== Exercise instructions ==
a) From the basement thread, reproduce the passage starting with "Last year I" and going on through "never seen water.".
b) In the basement thread, what covers the block foundation walls?
c) Name every store mentioned in the basement thread.

── Provided passage

Last year I decided to let my brother-in-law finish my basement. After he finished the framing he moved away. Now I have wood framing complete and nothing else. He claimed he knew what he was doing, but after doing a lot of research I am finding that he may have been premature putting up the framing. I've decided I'm going to finish the job myself but I have a few questions.

The previous owner put in a new basement about 20 years ago with metal support framing and all. The foundation walls are block and covered with a few coats of Drylock. In the 15 years I have lived there I have never seen water.

I'm starting to think foam insulation should have been put up on the inside of the foundation walls; between the framing and foundation. I should be able to sneak the insulation in there since my brother did leave an inch of space. Should I do this? Is there any special type of insulation and/or adhesive I should use?

Am I right in thinking Foundation Wall->Foam Insulation->Gap->Framing->Sheet Rock? Should I use moisture resistant sheet rock? IS any other type of insulation necessary in there? Is plastic vapor barrier necessary?

My brother-in-law also used green treated lumber where ever the framing touches floor. Will that be sufficient against moisture?

Thanks for your help!!

  • 1
    Here's how I did it in MN: diy.stackexchange.com/a/8644/1209 I used the method you outline (which seems to be the preferred method these days)
    – DA01
    Feb 3, 2015 at 17:27
  • DA01: I've read your post two or three times now. Very informative. My problem was that the framing is up already. Squeezing the sheets of foam insulation between the framing and foundation wall would be a chore, not to mention adhering them. I'm just wondering if it's absolutely necessary or if there is something else I can do that will accomplish the same thing without the chore. Feb 3, 2015 at 17:46
  • If you want to keep the existing wood framing, then you're going to likely need to fall back to the old-school way and use some batting insulation. Or--if you have the budget--spray foam, which would be ideal. But if you want it done 'right', it may be worth the effort to remove what's there and start fresh.
    – DA01
    Feb 3, 2015 at 17:51
  • Oh, and re: my previous post, if you decide to go with the foam trim, Menards is where I got it from. They had a huge selection of styles and profiles that I haven't seen at Lowes or Home Depot. I miss Menards at times. :)
    – DA01
    Feb 3, 2015 at 17:56
  • @DA01 - I just got interior doors at Menards... holy crap they had MDF framing which I did not notice until I got home... Attaching a door to a wet noodle. But they do have different things than the others but not always better.
    – DMoore
    Feb 3, 2015 at 18:30

1 Answer 1


There are no red flags that I see in your question. I don't like drylocking walls that will be covered in basements for the simple fact that if water hits concrete I would rather it go through the concrete than sit in the concrete (where if it freezes then expands will help promote larger cracks). But you have 15 years there and nothing so good for you and with that track record I wouldn't worry about it.

────
── Data excerpts

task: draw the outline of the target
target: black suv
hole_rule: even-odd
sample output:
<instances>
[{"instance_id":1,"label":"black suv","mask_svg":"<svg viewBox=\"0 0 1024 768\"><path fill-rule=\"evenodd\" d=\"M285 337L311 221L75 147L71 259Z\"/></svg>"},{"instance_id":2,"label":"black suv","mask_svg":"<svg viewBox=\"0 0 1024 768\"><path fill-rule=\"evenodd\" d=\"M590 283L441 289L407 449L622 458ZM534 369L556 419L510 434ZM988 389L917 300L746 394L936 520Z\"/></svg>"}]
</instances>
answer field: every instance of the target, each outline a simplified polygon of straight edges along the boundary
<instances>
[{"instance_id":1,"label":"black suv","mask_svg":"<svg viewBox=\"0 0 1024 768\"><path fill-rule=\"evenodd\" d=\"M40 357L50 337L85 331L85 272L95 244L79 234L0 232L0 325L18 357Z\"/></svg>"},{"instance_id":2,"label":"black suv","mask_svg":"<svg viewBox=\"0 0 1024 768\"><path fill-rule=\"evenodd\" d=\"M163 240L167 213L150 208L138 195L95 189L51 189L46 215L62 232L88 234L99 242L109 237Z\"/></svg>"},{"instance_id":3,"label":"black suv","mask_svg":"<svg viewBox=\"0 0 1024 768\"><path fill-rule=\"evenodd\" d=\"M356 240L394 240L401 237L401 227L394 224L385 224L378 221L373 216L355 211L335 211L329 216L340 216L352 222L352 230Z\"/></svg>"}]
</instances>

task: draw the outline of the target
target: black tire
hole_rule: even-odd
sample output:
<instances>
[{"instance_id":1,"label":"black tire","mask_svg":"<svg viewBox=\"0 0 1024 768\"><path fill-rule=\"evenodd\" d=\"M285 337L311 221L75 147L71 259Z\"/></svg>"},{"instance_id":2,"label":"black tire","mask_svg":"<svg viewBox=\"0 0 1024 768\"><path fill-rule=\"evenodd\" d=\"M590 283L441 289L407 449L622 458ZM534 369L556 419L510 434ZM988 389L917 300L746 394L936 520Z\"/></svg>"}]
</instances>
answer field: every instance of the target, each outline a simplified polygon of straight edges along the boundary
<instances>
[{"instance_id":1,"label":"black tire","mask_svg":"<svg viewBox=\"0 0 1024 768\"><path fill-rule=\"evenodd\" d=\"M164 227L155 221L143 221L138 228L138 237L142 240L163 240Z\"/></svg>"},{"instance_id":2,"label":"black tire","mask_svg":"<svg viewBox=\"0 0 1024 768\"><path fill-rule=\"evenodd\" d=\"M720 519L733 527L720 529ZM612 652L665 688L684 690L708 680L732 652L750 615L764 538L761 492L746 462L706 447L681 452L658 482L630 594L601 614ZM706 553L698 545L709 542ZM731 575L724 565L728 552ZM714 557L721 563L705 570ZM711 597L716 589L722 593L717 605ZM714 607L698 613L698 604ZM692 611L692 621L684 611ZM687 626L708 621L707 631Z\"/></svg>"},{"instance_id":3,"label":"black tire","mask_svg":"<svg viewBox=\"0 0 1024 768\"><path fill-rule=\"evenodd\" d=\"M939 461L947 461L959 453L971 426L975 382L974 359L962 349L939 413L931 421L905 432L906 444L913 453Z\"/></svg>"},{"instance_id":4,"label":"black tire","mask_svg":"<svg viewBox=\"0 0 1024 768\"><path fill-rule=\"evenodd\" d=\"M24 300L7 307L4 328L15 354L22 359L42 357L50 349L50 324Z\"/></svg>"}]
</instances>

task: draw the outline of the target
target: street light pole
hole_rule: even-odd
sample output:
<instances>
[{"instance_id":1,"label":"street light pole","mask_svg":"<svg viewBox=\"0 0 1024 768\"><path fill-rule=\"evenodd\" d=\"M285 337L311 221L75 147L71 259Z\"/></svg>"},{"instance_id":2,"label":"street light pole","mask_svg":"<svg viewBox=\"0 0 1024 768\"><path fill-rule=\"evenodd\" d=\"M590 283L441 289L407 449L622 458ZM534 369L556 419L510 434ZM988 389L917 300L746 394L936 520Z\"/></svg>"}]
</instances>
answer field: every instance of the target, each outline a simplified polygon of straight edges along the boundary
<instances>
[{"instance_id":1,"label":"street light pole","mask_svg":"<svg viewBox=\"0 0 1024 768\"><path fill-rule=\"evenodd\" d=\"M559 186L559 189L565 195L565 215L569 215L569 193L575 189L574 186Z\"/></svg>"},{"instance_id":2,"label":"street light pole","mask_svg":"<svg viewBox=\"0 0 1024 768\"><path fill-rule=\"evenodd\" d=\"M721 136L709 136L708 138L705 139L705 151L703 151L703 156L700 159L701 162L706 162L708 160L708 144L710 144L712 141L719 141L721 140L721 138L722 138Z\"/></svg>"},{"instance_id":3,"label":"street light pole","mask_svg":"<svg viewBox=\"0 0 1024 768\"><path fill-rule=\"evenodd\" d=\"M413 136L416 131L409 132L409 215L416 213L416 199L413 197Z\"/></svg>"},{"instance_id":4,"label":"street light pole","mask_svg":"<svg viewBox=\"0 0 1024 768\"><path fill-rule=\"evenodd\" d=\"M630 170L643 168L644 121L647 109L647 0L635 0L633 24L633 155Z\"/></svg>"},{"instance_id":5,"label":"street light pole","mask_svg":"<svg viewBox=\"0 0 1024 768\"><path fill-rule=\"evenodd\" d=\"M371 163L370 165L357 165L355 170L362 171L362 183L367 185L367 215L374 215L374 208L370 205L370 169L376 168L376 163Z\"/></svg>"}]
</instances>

────

== Task solutions ==
a)
Last year I decided to let my brother-in-law finish my basement. After he finished the framing he moved away. Now I have wood framing complete and nothing else. He claimed he knew what he was doing, but after doing a lot of research I am finding that he may have been premature putting up the framing. I've decided I'm going to finish the job myself but I have a few questions.

The previous owner put in a new basement about 20 years ago with metal support framing and all. The foundation walls are block and covered with a few coats of Drylock. In the 15 years I have lived there I have never seen water.

b) A few coats of Drylock.

c) Menards, Lowes, Home Depot